*Texte présenté*.
◇ ◇ ◇

Enfant prodige du piano doué de l'oreille absolu, Bernie a tôt fait de déserter les bancs des concertos pour accompagner les vedettes du R n' B sur le "chitlin' circuit" des 60's avec de rejoindre Funkadelic à l'aube des 70's. Moins exposé que ses compères George Clinton et Bootsy Collins, il était pourtant à leurs côtés l'un des architectes du son P-Funk.
Défricheur de sons, Bernie aura été l'un des pionners du Moog,ce qui ne l'empêchait pas de jouer de tout ce qui comporte des touches noires et blanches: Yamaha, ARP, Clavinet, mélodica... Il restera notamment dans l'histoire pour avoir eu l'idée géniale de superposer trois Minimoogs afin d'en extraire le son de synthé basse révolutionnaire du séminal "Flashlight" de Parliament.

◇ ◇ ◇

*Extraits des lignes*.
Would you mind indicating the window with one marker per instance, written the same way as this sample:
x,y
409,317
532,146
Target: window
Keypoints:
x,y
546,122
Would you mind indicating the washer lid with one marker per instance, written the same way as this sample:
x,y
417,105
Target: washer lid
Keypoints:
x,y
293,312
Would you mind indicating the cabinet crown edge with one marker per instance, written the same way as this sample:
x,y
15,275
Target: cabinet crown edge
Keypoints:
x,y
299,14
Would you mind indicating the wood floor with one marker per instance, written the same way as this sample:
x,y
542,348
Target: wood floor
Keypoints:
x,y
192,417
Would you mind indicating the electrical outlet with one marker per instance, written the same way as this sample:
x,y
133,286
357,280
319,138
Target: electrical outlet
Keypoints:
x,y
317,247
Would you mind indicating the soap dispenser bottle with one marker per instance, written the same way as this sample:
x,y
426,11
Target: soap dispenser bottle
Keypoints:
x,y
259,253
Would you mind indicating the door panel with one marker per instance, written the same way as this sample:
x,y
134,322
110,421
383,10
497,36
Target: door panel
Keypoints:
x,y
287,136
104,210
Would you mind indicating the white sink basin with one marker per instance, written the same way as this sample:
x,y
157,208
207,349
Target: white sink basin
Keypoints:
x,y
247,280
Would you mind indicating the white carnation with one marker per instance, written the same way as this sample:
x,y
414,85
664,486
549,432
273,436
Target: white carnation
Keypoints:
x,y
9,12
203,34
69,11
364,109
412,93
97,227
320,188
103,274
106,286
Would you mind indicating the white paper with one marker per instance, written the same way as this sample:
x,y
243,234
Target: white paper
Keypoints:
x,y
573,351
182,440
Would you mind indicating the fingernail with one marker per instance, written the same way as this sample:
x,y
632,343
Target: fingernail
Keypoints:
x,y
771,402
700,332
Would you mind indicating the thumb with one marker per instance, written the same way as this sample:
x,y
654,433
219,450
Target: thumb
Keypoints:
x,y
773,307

◇ ◇ ◇

*À faire*.
Répondez à ces questions sur le texte consacré à Bernie, plus haut :
1. Quels compères de Bernie sont nommés ?
2. Combien de Minimoogs Bernie a-t-il superposés pour obtenir le son de synthé basse de « Flashlight » ?
3. À quel groupe ce titre est-il attribué ?

*Résultat ci-dessous*.
1. George Clinton et Bootsy Collins.
2. Trois.
3. Parliament.